§ Aim of the task: Look through the records below for the line holding "Confirm that each instance of the short". Write it out exactly, with each following line through the line holding "pixel 761 134".

__________________________________________________

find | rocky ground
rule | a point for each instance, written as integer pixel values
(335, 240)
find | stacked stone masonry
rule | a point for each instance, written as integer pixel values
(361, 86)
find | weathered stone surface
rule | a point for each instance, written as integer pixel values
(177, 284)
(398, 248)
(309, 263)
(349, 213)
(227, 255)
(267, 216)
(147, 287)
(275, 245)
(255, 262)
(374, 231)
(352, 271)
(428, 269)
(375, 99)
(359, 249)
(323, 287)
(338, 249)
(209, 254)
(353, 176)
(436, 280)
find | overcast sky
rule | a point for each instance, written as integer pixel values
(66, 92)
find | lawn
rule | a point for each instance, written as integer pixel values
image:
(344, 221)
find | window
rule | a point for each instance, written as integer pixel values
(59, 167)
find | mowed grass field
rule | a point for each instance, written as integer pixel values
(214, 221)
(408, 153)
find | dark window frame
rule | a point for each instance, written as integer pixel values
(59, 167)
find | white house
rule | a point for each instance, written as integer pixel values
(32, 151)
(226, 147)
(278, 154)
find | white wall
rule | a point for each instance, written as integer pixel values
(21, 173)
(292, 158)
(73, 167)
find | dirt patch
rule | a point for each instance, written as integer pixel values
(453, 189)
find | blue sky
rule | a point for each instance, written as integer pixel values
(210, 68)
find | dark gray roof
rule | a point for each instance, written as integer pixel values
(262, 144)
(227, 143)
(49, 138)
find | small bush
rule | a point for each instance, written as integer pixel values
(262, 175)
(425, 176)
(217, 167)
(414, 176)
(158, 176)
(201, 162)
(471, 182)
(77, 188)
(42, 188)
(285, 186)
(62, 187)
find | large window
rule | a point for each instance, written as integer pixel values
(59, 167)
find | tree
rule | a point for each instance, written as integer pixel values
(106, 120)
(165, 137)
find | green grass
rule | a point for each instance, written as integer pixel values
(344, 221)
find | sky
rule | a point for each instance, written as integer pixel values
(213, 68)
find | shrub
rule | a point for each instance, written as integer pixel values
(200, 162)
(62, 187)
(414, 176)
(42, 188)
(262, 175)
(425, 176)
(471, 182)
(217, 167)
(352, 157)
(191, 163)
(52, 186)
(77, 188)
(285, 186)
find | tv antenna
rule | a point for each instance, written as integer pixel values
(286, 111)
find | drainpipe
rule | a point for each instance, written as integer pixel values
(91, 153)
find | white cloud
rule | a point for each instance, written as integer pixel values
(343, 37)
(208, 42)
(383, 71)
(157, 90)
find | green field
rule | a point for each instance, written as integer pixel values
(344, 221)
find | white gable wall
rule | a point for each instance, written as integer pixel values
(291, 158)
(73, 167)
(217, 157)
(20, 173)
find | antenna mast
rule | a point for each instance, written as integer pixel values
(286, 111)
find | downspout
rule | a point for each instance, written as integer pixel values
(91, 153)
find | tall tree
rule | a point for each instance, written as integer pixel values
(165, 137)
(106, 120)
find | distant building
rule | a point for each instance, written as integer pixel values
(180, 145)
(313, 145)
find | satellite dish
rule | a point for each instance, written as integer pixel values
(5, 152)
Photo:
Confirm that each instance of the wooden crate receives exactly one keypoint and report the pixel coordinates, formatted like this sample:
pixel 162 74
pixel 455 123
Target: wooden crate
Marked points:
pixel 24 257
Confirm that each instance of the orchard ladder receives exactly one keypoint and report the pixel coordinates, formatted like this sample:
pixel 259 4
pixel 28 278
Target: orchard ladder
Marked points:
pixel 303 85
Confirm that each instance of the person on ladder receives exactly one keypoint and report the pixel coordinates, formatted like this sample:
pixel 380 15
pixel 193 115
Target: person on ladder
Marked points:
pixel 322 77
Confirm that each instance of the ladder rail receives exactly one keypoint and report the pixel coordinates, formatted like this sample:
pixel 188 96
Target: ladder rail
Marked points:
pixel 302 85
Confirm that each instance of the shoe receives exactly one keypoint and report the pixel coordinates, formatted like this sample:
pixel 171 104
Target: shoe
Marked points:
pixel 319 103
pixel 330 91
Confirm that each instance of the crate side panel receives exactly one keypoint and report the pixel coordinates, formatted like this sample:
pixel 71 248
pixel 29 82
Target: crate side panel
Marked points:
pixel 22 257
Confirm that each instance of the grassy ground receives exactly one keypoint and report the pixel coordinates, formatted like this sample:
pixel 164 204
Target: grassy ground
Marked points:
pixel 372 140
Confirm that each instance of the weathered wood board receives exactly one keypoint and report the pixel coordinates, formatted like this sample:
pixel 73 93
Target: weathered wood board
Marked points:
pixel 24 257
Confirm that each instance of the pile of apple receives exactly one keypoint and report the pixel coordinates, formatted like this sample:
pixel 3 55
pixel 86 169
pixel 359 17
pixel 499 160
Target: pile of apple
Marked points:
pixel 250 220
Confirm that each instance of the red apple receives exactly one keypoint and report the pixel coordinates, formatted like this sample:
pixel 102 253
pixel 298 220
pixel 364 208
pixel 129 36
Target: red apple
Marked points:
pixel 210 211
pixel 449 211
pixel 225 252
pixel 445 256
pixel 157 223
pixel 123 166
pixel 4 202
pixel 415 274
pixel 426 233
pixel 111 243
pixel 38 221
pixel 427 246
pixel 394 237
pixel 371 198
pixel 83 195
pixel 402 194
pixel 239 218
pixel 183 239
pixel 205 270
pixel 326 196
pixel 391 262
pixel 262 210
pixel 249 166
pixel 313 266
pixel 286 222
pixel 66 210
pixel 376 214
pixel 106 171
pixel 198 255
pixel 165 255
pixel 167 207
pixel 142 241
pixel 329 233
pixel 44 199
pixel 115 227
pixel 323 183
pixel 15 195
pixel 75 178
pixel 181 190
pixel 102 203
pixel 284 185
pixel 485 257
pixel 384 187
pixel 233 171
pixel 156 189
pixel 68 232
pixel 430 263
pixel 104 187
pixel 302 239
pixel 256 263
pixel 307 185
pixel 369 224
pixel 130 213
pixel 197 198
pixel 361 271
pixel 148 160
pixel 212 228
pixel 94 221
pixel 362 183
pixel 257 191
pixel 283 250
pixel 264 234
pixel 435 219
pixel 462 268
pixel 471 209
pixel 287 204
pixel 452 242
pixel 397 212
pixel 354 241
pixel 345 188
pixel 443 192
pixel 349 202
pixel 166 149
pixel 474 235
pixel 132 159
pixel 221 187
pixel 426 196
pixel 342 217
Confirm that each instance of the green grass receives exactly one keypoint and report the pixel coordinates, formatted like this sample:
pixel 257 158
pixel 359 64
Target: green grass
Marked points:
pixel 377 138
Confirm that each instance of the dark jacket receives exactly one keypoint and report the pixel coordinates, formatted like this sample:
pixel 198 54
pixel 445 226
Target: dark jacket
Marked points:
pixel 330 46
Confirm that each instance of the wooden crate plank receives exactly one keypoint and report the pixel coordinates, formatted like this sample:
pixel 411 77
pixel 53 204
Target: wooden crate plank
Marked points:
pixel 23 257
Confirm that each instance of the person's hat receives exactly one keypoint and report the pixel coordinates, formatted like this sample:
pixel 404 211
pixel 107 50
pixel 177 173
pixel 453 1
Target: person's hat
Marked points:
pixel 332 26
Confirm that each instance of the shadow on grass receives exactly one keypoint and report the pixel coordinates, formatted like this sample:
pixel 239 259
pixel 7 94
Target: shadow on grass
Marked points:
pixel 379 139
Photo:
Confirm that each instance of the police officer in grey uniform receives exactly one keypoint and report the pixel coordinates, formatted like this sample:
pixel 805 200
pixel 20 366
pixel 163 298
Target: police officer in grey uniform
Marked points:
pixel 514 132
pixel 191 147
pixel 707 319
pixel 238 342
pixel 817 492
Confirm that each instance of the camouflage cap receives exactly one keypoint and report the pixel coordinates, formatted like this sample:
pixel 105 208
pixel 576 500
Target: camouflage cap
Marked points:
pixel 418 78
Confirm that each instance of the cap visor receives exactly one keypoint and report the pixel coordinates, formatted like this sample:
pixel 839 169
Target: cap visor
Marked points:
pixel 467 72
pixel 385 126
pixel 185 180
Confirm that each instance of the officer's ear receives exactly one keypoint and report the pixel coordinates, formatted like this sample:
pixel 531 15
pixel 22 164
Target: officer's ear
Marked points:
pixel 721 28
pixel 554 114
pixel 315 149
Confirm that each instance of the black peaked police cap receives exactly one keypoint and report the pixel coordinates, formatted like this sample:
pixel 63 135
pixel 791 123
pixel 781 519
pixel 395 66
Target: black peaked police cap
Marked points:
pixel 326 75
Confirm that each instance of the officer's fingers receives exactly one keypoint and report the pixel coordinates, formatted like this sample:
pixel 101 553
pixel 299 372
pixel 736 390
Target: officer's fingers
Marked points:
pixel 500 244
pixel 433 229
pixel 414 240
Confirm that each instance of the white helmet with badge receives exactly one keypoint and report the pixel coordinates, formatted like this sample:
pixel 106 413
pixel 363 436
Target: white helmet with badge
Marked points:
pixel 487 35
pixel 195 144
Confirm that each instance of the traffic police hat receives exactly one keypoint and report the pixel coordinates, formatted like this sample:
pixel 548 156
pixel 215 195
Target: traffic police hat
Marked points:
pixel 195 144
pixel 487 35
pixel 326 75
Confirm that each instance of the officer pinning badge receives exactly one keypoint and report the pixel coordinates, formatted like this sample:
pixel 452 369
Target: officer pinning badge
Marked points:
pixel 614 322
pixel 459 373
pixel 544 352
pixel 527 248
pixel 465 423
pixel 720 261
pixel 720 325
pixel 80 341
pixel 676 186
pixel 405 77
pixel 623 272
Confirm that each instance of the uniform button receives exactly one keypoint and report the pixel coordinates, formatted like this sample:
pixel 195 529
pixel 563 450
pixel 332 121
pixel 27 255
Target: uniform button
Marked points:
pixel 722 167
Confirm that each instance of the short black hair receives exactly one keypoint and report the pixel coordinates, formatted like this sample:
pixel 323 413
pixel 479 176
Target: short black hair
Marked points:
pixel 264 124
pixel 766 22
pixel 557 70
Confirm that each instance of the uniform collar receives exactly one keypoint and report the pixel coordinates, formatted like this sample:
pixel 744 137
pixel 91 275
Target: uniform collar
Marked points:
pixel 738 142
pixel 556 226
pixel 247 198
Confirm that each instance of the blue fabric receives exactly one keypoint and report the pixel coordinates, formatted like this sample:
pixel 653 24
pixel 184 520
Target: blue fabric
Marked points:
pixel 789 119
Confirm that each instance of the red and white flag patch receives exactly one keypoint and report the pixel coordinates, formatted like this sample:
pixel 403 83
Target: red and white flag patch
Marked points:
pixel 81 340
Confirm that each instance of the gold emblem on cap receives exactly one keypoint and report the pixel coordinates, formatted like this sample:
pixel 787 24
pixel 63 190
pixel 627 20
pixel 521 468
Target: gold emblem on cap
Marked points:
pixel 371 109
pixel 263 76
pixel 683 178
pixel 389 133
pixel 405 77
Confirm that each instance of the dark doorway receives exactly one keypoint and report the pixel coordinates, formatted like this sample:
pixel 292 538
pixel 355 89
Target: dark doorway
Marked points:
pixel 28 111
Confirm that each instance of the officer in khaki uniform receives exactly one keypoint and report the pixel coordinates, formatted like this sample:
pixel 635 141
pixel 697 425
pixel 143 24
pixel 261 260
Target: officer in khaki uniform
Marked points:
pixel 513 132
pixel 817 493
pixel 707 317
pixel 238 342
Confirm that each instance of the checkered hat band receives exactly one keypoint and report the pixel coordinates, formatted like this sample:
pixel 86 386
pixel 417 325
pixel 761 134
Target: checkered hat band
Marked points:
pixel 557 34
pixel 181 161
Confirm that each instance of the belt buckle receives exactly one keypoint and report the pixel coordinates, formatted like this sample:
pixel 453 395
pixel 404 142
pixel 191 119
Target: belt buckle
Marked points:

__________________________________________________

§ Response area:
Confirm that each instance of the short black hair receives exactly one keypoint and report the pixel coordinates, formatted like this sample:
pixel 323 413
pixel 479 176
Target: short black hair
Marked points:
pixel 264 124
pixel 766 22
pixel 557 70
Confirm that each instance of the uniform collar receives exactly one keypoint and report the pixel coordinates, formatted like this sample:
pixel 744 137
pixel 91 275
Target: uniform collar
Marked points:
pixel 738 142
pixel 556 226
pixel 247 198
Confirm that each instance of the blue fabric receives exactly one keypoint and report the pixel coordinates, formatted like this sample:
pixel 653 24
pixel 184 520
Target: blue fabric
Marked points:
pixel 789 119
Confirm that each instance of the red and white flag patch receives exactly one keypoint and report the pixel coordinates, formatted like this sample:
pixel 403 83
Target: red and white flag patch
Marked points:
pixel 81 340
Confirm that each instance of the gold emblem on cap receives exactly one keypoint and report the pixel coordinates, formatted like this sample:
pixel 787 24
pixel 63 190
pixel 627 20
pixel 521 468
Target: gold emblem on cap
Marked points:
pixel 371 109
pixel 263 76
pixel 683 178
pixel 389 133
pixel 405 77
Confirm that each instance of the dark doorway receives exactly one keypoint and report the pixel coordinates, formatted like this sample:
pixel 292 538
pixel 355 89
Target: dark doorway
Marked points:
pixel 28 111
Confirm that each instance of the officer in khaki uniform receives exactly one keypoint and report the pixel coordinates, formatted like this sample:
pixel 635 141
pixel 697 425
pixel 143 24
pixel 261 260
Target: officer in khaki uniform
Marked points:
pixel 513 132
pixel 817 493
pixel 707 317
pixel 238 342
Confirm that each instance of the checkered hat band receives exactly one keypoint and report the pixel coordinates, formatted like this sample:
pixel 86 386
pixel 417 325
pixel 761 134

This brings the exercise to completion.